EXERCISE DETAILS: Could you print exactly the lines of the listing below, starting at the line that has "Mark the female police officer with a point." and ending at the line that has "Mark the checkered hat band with a point.", and only those lines?
------------
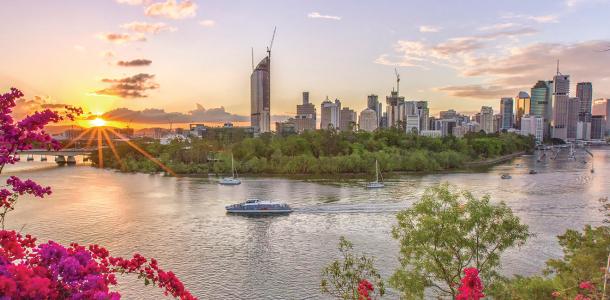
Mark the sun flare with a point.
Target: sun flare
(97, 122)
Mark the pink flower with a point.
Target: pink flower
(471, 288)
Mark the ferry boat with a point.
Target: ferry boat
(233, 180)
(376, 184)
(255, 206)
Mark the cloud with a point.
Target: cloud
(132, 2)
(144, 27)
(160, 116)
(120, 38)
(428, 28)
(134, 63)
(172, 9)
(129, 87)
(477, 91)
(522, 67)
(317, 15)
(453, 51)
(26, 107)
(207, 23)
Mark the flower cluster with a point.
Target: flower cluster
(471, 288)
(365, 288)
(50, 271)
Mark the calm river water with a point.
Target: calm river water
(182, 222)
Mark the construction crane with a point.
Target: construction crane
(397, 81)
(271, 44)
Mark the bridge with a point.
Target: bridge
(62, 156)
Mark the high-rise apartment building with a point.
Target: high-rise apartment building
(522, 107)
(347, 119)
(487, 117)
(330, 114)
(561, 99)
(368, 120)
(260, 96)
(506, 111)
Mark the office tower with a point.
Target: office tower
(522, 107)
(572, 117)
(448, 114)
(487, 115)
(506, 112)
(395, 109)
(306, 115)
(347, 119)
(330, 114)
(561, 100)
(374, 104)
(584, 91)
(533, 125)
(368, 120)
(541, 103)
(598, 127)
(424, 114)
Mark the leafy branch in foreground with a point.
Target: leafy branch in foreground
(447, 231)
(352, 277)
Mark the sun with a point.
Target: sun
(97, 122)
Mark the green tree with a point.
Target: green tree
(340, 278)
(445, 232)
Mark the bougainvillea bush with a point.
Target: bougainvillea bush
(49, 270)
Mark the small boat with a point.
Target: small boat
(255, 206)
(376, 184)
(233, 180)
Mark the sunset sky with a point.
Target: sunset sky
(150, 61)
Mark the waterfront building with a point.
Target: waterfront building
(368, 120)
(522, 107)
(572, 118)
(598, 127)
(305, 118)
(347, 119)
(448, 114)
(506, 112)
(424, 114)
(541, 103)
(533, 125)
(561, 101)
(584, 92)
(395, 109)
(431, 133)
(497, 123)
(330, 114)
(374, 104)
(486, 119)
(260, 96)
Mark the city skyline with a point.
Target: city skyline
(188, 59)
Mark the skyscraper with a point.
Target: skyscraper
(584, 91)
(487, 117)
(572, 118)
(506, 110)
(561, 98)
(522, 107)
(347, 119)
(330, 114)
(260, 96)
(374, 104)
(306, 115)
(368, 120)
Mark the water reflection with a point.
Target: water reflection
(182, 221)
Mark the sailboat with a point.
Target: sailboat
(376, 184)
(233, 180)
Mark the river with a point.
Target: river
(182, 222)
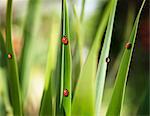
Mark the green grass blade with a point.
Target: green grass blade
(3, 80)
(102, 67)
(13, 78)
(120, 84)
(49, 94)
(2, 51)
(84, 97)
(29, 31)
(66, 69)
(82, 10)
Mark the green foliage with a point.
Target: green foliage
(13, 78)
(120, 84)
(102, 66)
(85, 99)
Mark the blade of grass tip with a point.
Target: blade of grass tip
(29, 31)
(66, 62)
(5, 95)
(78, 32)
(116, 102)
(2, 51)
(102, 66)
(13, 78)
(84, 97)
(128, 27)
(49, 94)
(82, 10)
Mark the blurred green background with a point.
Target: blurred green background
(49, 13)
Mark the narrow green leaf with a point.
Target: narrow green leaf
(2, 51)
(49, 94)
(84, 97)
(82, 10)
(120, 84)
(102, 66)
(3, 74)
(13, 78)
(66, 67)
------------
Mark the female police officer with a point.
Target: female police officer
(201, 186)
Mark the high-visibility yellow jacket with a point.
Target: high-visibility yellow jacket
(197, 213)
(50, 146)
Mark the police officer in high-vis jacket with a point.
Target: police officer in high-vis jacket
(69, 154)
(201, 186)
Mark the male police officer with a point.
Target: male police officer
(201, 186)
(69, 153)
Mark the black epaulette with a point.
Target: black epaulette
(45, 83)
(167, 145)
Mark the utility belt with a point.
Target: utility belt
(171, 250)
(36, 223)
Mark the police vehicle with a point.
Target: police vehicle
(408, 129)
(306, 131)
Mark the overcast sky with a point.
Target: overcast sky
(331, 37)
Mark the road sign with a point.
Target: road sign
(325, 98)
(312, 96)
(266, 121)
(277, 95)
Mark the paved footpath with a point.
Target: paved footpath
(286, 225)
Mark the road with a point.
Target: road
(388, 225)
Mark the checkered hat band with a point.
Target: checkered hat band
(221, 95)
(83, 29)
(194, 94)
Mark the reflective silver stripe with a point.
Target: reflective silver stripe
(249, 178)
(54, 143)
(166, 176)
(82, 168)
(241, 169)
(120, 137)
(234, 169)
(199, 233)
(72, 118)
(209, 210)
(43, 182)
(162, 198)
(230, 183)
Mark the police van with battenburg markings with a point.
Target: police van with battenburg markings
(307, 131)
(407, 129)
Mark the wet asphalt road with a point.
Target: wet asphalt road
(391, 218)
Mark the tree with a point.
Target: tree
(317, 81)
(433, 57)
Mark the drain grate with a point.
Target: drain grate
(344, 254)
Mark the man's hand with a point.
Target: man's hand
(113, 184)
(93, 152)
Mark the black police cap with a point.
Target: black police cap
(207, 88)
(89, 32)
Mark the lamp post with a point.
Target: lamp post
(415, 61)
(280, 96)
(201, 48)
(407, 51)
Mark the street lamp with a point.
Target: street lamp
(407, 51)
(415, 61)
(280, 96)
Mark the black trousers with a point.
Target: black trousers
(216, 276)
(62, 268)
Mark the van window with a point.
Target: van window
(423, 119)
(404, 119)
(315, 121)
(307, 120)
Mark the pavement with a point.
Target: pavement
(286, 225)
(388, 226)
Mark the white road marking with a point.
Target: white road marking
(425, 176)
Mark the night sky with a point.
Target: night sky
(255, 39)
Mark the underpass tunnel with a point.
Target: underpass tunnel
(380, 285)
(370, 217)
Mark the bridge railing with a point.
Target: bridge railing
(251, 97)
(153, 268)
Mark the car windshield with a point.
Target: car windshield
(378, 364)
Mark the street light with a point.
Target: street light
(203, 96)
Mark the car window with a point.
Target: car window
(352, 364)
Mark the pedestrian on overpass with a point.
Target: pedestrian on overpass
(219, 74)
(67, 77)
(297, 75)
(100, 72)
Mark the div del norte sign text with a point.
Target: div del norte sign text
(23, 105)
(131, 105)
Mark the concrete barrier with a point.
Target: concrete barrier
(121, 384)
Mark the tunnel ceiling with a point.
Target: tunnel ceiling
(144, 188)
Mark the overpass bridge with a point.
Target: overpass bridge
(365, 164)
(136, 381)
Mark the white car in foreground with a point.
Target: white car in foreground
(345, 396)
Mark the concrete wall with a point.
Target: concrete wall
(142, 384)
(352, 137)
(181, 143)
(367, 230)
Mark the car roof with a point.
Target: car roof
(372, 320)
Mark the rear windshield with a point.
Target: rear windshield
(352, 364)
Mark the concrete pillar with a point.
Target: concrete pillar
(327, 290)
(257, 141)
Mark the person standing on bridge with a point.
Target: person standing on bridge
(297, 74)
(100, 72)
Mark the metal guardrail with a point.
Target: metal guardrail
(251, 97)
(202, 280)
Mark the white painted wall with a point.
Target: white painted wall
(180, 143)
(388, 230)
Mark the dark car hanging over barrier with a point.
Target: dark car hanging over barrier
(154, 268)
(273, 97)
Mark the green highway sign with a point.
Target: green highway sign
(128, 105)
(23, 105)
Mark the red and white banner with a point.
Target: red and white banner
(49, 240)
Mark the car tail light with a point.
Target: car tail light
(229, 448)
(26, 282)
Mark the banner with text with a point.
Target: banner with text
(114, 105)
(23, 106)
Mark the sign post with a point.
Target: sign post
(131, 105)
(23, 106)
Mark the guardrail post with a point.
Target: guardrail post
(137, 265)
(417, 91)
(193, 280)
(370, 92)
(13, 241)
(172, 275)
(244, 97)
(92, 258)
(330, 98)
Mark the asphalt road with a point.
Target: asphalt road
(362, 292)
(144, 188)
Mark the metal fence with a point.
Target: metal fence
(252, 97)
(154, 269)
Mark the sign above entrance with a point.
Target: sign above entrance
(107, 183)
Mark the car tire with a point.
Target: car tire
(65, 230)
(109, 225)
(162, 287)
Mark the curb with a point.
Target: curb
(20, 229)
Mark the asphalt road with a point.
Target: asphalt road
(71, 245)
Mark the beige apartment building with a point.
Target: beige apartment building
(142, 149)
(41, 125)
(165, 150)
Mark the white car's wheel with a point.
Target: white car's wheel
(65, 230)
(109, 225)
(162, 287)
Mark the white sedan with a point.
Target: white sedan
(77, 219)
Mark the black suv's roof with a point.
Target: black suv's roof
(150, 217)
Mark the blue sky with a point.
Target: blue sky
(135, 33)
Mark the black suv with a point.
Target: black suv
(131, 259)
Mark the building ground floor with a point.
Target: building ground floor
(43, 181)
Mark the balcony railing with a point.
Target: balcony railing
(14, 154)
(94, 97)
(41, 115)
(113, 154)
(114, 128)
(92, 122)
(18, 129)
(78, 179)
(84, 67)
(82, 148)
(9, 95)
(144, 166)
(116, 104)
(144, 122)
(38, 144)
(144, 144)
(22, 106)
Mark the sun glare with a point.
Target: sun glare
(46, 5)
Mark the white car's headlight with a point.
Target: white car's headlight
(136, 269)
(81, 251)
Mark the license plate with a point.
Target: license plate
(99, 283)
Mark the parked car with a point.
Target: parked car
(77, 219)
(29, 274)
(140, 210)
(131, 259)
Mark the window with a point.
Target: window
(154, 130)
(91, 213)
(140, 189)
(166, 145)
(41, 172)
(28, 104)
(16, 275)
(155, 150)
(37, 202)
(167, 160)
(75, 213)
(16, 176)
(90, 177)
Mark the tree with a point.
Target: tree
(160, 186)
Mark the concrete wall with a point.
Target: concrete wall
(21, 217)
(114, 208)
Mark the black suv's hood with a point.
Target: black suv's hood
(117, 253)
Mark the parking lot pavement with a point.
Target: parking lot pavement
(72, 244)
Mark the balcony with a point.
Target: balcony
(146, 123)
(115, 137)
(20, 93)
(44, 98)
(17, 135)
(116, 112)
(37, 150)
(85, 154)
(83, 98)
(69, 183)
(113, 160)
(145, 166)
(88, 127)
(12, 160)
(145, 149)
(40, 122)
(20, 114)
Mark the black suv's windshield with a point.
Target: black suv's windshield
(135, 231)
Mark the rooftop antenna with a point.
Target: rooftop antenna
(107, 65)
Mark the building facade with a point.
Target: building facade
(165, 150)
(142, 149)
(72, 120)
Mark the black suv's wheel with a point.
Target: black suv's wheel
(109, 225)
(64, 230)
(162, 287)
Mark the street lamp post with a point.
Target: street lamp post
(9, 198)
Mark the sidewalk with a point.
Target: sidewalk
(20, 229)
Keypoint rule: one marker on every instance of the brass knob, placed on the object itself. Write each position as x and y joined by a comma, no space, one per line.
------------
YOUR SOLUTION:
Mark the female police officer with a point.
Target: female police officer
(201, 186)
Mark the high-visibility yellow jacket with a point.
Target: high-visibility yellow jacket
(197, 213)
(50, 146)
Mark the police officer in high-vis jacket with a point.
Target: police officer in high-vis jacket
(69, 154)
(201, 186)
Mark the male police officer with a point.
Target: male police officer
(201, 186)
(69, 153)
Mark the black epaulette with a point.
Target: black epaulette
(45, 83)
(167, 145)
Mark the utility belt with a point.
Target: utility belt
(171, 250)
(36, 223)
Mark the police vehicle with a point.
Target: police vehicle
(408, 129)
(306, 131)
Mark the overcast sky with a point.
Target: overcast sky
(331, 37)
Mark the road sign with a point.
Target: road sign
(325, 98)
(312, 96)
(266, 121)
(277, 95)
Mark the paved footpath with a point.
Target: paved footpath
(286, 225)
Mark the road with a point.
Target: road
(388, 225)
Mark the checkered hat band with a point.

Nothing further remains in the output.